Cel zadania:
Jakie liczby pojawiają się we fragmencie o piciu alkoholu w Polsce? Wymień wszystkie.

Udostępniony fragment:
○ ○ ○ ○ ○
Alkohol jest ważną częścią mojego życia. Chociaż, z drugiej strony, jest ważną częścią życia każdej osoby w Polsce. I nie ma co udawać, że jest inaczej.

pijanaZacznę może od tego, że moja przygoda z alkoholem zaczęła się dość późno. W sensie, że moje picie alkoholu, bo świadkiem picia byłam od najmłodszych lat. Wiadomo, Polska. Oczywiście, że u mnie w rodzinie także pojawiało się nadużywanie alkoholu i problemy z tego wynikające. Nie ma w naszym kraju rodziny, w której byłoby inaczej – co do tego nie mam wątpliwości. Ale jeśli chodzi o moje picie, zaczęło się dość późno. Z badań Państwowej Agencji Rozwiązywania Problemów Alkoholowych z 2010 roku (czyli dość starych, ale nowszych nie chce mi się szukać) wynika, że w Polsce dzieci zaczynają pić mając lat 12. Najchętniej piją piwo, ale jak deklaruje 70 proc. gimnazjalistów, z zakupem wódki też nie mają problemu.
○ ○ ○ ○ ○
Dostarczony materiał:
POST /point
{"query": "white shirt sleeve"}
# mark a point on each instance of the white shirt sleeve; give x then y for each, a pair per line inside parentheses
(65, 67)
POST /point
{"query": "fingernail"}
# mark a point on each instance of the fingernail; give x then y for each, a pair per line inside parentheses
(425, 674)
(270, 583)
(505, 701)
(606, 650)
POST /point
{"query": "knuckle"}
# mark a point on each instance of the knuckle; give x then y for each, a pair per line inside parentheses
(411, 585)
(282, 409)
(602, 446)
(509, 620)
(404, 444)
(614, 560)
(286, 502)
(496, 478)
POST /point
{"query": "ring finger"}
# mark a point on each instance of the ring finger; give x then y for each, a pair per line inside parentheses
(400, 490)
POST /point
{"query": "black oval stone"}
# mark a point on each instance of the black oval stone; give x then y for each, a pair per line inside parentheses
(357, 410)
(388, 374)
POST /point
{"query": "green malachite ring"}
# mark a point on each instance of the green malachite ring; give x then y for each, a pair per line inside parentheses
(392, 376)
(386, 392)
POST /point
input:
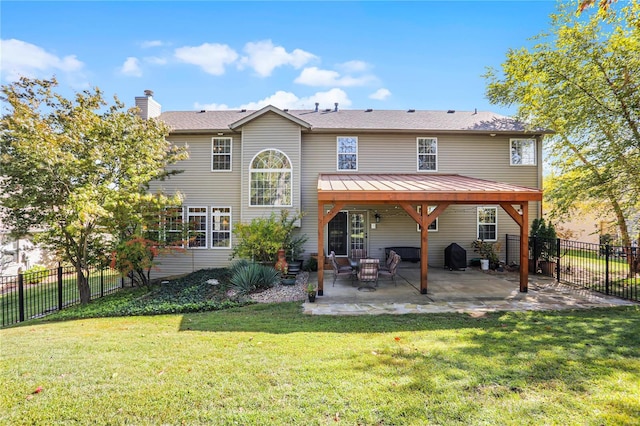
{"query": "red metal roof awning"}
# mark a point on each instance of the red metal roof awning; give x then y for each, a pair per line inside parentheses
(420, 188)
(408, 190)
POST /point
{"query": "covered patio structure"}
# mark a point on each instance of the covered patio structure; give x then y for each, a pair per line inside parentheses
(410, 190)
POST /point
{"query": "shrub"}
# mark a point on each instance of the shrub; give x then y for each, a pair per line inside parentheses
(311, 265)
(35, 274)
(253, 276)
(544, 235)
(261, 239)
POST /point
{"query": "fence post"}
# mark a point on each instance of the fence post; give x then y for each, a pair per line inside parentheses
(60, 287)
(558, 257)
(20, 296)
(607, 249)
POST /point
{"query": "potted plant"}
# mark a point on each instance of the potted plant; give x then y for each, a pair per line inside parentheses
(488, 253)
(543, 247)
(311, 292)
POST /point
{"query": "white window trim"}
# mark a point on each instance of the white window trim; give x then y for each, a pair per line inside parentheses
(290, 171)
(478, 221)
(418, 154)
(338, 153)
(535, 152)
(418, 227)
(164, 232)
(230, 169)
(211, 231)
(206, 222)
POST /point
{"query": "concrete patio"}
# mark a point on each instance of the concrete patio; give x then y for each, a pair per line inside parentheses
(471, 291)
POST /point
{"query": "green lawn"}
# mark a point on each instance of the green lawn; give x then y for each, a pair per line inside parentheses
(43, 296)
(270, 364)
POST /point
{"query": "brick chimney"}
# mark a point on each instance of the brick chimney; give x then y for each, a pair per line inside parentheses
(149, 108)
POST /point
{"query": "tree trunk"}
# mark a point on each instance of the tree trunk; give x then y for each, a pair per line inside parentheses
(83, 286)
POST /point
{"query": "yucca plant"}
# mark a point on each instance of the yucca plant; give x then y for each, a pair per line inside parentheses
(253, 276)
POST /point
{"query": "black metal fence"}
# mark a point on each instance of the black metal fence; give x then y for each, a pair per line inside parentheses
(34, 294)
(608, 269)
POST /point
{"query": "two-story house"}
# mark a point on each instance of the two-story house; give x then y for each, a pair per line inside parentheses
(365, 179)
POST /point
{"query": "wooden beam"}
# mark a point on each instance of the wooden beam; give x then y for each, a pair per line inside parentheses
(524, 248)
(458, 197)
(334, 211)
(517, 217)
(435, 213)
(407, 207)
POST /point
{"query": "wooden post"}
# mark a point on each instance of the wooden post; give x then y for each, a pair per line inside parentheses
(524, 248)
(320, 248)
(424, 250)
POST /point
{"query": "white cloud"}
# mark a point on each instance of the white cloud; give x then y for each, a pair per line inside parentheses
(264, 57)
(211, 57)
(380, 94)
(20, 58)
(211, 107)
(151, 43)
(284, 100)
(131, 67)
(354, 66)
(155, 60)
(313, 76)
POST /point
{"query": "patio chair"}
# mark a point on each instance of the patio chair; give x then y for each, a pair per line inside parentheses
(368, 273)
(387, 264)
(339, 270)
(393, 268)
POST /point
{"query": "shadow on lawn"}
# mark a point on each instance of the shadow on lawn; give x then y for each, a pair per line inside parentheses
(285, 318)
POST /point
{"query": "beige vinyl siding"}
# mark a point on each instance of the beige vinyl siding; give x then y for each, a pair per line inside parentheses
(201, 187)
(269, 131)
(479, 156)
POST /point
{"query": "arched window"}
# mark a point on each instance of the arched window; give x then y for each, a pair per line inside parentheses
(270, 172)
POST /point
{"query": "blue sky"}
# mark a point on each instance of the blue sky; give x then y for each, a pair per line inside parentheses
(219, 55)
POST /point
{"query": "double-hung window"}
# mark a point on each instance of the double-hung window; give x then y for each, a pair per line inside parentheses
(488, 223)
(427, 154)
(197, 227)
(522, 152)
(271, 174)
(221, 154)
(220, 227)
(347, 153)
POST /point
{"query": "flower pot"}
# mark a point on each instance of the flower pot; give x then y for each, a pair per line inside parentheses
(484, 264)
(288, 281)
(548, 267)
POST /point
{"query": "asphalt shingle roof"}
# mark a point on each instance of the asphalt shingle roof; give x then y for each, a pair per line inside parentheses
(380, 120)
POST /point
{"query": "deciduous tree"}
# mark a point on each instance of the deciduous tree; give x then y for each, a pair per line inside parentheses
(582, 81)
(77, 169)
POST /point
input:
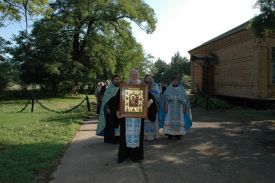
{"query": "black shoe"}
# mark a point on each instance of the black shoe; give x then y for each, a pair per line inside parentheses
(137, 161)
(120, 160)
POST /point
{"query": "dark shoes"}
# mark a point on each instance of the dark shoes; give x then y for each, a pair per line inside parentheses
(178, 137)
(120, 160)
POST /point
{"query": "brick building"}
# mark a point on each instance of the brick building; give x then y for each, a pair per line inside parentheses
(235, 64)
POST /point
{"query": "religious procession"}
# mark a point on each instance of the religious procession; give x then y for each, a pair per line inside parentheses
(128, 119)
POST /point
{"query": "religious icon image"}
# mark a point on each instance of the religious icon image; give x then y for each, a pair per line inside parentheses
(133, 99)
○ ○ ○ ○ ○
Odpowiedź:
2010, 12, 70